__Prompt__.
Your job with the data below is to output exactly the lines from the one holding "sleeve in this photo." down to the one holding "thigh in this photo.", both included, and no others.

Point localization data
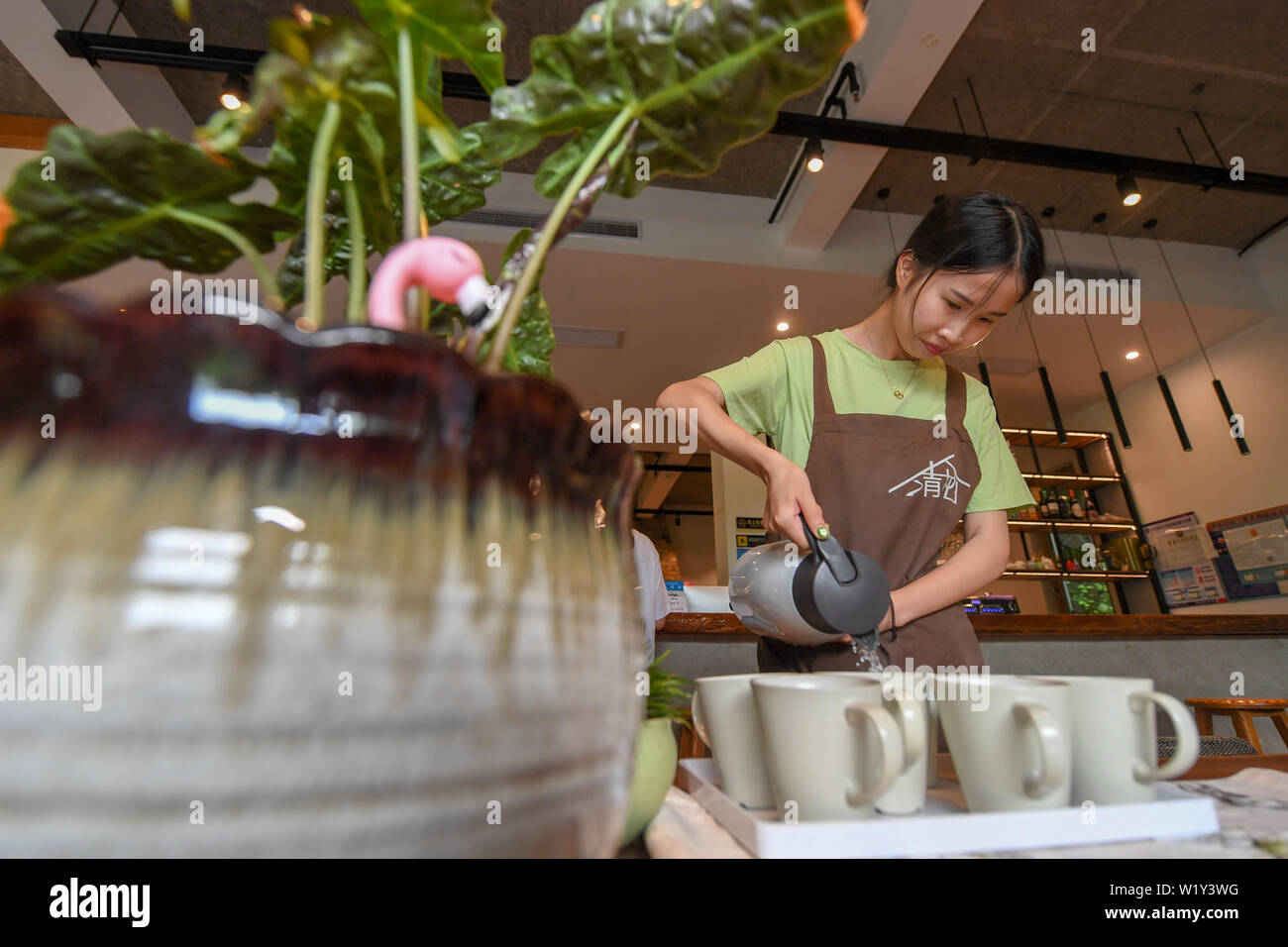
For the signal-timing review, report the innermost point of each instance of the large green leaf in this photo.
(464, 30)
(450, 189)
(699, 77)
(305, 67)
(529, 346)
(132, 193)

* * *

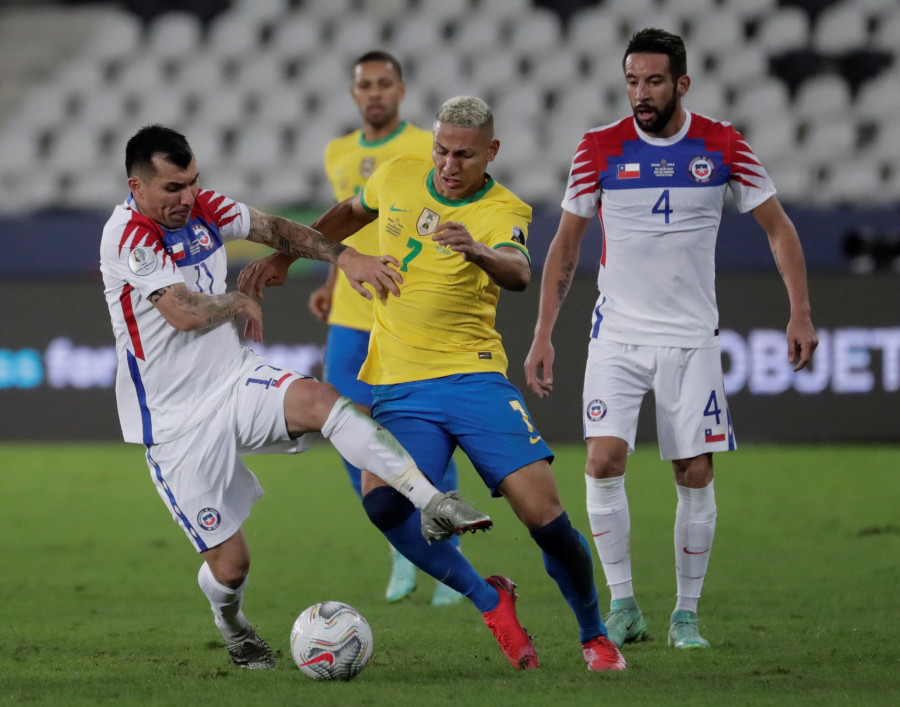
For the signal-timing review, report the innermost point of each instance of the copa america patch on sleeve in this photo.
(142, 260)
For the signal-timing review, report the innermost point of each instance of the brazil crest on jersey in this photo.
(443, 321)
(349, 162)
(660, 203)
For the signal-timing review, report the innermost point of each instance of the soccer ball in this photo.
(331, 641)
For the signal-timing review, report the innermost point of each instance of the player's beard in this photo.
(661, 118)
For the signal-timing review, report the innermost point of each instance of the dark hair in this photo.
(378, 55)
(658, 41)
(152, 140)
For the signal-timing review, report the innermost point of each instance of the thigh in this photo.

...

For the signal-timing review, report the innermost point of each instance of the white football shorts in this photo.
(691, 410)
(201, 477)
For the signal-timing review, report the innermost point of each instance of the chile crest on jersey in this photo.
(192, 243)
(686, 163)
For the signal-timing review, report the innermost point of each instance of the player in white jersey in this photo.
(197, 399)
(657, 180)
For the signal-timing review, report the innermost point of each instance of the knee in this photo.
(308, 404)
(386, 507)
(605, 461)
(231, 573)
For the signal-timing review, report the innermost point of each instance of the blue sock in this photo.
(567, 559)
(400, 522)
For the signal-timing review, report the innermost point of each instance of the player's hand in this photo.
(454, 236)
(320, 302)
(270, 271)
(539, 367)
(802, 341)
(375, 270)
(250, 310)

__Finished exercise__.
For the signal-timing review, report the innermost point of each instance of the copa america patch on sleeve in this photo.
(142, 260)
For the signal-timing review, report the innermost point of each instance of the brazil crest on jersey in this photo.
(443, 321)
(349, 162)
(660, 203)
For the signal-timing review, report the innermost point of each instance of the soccer ball in this photo.
(331, 641)
For the signal-timing review, report the innermost point of each instance of the player's beard in this photo.
(661, 118)
For the signal-timing review, report the innermost point of each instance of the dark hair in this photo.
(378, 55)
(658, 41)
(152, 140)
For the signal-timing review, report the innermost point of each instance of the thigh in this photo.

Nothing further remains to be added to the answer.